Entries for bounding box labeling
#####
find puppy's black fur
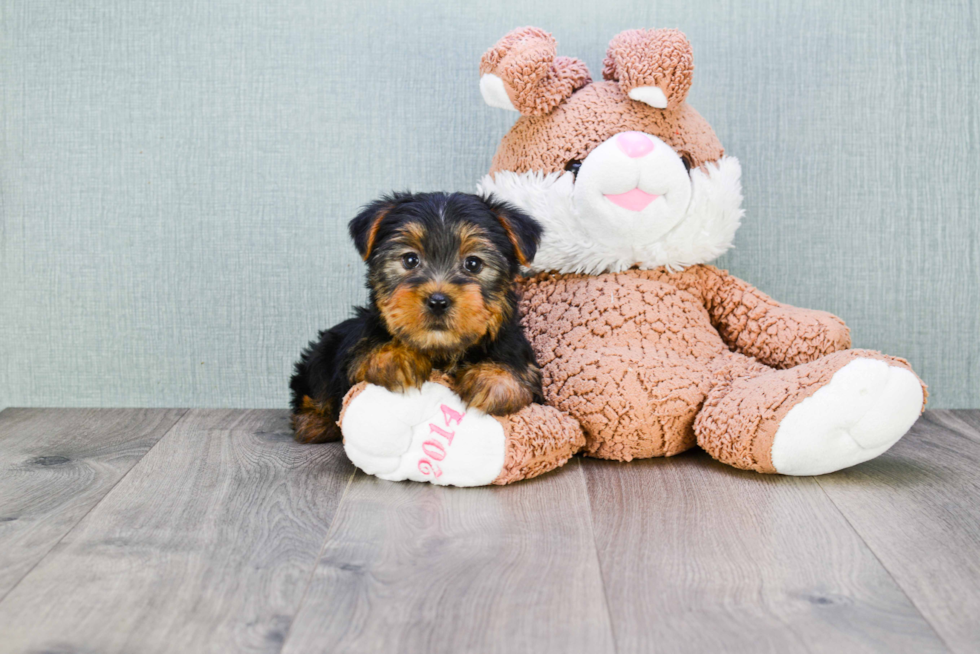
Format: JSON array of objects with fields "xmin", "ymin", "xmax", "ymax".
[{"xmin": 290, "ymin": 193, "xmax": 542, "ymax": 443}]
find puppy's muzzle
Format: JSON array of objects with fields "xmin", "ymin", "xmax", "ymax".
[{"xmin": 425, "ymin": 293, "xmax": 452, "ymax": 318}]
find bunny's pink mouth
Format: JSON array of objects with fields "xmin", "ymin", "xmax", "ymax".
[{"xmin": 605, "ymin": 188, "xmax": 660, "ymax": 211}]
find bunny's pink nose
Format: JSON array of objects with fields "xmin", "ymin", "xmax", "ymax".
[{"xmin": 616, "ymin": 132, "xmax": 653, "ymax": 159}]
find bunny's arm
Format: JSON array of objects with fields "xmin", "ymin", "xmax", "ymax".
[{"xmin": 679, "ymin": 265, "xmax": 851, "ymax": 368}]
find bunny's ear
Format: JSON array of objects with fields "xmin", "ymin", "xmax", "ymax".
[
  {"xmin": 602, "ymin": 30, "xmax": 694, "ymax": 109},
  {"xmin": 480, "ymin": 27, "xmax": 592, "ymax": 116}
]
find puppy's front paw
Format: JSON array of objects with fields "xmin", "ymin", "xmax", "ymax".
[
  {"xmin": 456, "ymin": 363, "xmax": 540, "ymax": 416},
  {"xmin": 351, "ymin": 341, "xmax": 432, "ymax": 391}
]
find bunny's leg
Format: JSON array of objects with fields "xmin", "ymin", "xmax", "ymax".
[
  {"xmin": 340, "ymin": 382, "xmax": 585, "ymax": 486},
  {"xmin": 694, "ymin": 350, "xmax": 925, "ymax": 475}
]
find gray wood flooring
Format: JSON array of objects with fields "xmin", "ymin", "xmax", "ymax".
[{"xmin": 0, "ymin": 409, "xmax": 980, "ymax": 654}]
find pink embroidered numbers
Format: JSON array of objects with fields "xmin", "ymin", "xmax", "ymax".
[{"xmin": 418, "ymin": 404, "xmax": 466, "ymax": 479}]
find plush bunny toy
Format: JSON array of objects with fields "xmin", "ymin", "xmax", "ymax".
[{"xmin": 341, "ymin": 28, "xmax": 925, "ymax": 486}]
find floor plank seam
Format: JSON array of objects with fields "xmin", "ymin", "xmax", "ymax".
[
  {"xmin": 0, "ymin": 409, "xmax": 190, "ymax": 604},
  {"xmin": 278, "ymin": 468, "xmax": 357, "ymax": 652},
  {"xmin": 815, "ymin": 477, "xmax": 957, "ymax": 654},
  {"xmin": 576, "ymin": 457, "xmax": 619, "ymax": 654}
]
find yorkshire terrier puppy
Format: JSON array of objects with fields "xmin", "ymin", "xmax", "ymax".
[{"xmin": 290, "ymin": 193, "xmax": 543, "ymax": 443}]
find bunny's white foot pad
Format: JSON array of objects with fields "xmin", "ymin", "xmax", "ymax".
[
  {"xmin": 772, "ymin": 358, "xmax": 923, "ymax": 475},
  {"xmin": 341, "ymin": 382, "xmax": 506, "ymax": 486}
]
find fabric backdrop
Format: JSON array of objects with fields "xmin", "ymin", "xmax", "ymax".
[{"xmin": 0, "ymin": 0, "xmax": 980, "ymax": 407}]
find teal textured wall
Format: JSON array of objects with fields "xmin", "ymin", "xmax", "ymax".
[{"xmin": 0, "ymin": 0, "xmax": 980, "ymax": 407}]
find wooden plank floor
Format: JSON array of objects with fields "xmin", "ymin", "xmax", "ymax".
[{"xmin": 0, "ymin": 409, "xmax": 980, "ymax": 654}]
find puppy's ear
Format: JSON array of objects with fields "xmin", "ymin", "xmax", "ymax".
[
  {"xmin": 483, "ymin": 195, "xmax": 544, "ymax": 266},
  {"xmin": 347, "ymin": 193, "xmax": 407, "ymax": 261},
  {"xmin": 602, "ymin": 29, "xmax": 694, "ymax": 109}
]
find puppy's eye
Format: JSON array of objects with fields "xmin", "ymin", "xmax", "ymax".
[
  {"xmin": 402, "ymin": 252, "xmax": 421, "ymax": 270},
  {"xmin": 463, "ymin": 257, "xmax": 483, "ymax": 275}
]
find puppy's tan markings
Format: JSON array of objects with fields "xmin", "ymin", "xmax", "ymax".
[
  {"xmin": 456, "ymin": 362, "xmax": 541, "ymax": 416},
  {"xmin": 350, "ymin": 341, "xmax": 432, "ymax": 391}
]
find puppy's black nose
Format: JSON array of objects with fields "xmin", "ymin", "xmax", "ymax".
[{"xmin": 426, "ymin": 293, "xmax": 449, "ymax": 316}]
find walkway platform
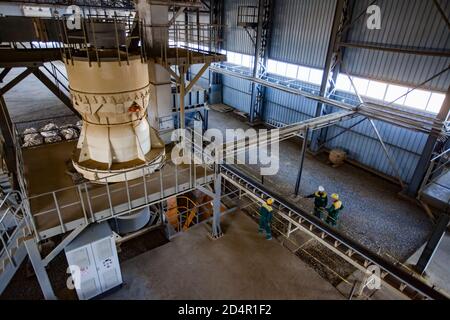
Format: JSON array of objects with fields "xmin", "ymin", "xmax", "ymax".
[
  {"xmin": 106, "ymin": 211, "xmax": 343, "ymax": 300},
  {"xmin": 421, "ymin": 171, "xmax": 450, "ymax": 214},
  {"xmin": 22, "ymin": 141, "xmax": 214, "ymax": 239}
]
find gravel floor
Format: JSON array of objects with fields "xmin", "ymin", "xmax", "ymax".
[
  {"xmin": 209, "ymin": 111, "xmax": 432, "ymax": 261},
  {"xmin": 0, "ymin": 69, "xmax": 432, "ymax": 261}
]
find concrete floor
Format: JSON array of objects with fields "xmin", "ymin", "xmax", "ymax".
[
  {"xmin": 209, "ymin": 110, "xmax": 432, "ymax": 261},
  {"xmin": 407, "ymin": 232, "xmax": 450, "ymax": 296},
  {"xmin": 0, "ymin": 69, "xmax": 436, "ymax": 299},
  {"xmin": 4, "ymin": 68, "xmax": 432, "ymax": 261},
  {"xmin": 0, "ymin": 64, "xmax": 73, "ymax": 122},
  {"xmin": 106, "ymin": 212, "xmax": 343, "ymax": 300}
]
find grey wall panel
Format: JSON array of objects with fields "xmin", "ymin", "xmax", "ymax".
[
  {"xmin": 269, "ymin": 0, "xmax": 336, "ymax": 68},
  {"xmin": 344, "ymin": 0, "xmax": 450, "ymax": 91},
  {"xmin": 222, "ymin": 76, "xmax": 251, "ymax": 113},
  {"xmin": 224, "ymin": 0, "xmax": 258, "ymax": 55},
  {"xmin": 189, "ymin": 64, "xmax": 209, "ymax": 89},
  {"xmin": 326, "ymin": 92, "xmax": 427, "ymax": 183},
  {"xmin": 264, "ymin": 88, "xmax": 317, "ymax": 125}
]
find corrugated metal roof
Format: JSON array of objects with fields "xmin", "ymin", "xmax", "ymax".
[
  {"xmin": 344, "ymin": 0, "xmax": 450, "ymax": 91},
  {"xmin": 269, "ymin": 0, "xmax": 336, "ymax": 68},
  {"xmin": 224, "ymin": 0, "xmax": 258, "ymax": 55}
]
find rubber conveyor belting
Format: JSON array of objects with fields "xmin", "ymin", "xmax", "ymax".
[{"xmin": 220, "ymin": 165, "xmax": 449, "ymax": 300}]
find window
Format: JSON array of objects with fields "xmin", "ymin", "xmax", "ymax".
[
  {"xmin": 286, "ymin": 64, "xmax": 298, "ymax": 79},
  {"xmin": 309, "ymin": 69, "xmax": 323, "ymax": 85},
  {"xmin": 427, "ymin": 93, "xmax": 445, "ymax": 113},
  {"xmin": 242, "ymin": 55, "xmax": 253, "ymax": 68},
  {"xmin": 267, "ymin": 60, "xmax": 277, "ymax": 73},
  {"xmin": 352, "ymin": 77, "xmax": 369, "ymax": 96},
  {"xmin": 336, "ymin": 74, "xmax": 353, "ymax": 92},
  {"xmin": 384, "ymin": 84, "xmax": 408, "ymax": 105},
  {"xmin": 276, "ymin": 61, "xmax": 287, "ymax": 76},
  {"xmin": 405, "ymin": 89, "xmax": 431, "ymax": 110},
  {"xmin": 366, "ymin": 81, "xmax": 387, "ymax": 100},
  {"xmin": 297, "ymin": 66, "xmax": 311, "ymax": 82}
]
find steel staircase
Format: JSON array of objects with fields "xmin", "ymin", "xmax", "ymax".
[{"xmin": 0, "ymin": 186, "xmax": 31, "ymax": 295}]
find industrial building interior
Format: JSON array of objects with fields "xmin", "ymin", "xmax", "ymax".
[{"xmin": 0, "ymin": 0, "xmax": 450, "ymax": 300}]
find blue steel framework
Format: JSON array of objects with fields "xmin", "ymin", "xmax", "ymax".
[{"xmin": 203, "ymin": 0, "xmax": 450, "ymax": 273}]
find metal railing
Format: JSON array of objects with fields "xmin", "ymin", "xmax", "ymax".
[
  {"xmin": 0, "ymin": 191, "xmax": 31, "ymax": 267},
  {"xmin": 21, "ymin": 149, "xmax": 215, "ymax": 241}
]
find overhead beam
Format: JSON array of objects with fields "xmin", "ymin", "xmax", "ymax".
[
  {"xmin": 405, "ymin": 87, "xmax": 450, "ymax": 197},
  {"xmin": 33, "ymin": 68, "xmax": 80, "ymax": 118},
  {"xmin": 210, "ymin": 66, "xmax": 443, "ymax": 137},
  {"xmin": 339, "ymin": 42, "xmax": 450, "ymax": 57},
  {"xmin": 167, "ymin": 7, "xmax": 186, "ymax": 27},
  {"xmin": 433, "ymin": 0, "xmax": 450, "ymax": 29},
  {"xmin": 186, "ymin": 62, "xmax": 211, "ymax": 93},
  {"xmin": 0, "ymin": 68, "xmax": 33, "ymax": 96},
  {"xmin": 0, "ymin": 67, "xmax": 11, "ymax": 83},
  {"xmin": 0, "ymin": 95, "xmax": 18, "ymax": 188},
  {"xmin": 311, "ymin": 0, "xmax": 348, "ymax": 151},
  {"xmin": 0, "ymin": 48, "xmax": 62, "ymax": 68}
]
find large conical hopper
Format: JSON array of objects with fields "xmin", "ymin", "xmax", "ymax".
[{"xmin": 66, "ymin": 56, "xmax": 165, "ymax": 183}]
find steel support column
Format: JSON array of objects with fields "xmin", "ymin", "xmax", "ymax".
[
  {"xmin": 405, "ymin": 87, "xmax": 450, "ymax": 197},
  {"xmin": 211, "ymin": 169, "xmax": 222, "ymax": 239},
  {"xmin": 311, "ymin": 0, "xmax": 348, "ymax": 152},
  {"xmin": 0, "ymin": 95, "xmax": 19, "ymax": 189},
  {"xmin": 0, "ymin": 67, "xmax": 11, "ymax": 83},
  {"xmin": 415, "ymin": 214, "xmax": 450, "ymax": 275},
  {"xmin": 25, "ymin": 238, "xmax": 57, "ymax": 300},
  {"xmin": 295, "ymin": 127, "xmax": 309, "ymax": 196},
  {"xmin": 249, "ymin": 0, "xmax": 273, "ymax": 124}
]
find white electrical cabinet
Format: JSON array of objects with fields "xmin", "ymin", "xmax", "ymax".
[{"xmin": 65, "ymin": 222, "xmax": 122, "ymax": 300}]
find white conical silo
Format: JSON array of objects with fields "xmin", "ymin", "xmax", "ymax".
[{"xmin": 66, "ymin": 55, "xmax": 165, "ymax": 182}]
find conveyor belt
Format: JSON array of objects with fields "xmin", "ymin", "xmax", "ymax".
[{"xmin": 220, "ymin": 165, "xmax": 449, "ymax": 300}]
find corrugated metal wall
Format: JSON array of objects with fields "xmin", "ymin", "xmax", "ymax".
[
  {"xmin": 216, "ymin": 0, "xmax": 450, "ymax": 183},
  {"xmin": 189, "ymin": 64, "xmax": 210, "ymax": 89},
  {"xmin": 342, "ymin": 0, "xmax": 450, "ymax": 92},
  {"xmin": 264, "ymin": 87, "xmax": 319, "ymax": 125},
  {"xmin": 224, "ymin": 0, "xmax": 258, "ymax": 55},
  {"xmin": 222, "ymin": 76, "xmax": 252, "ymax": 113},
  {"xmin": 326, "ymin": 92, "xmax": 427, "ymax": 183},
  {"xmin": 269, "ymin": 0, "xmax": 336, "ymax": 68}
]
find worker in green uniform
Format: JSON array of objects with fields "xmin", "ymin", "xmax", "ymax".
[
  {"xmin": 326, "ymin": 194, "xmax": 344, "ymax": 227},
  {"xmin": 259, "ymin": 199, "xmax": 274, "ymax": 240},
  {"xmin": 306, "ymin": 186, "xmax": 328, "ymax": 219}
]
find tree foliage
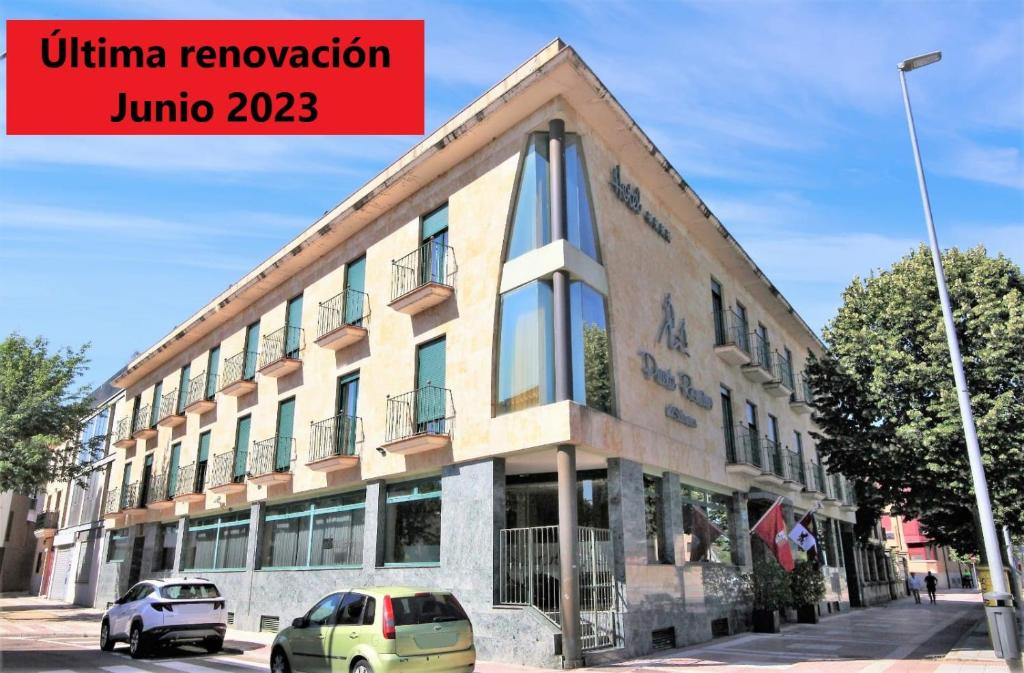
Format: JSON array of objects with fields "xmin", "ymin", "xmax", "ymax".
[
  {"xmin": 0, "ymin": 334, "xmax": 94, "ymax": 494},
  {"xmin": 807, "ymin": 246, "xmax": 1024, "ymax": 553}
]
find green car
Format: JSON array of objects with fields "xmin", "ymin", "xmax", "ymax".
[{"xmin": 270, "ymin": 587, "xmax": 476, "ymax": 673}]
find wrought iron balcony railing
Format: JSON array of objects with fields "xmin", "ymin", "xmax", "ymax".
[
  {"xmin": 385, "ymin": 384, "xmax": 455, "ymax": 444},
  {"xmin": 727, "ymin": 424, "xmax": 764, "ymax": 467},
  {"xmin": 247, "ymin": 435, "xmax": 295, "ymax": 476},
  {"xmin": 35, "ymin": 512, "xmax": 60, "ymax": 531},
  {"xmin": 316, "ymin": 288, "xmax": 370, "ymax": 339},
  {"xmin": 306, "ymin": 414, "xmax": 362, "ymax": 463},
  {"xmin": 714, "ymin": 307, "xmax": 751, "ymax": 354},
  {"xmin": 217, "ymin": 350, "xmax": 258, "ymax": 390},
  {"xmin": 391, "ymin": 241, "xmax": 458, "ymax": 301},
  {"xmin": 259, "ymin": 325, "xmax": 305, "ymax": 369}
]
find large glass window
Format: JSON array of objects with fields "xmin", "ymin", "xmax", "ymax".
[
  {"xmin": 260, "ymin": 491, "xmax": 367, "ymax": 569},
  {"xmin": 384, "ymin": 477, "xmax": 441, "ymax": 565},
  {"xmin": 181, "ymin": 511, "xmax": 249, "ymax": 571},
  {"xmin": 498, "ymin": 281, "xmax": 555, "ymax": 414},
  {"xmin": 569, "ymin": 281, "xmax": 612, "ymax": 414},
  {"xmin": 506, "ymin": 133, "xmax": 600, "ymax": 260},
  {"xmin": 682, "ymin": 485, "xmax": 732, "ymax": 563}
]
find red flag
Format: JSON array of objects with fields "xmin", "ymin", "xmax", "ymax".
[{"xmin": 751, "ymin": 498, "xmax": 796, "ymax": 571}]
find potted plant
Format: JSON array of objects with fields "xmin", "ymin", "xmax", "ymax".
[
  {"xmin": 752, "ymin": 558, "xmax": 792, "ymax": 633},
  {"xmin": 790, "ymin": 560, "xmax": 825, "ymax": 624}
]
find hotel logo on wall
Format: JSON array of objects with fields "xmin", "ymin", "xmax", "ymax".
#####
▸ **Goal**:
Gather every line from the items above that contains the word "corrugated", and copy each one out in full.

▸ **Exercise result**:
find corrugated metal roof
find corrugated metal wall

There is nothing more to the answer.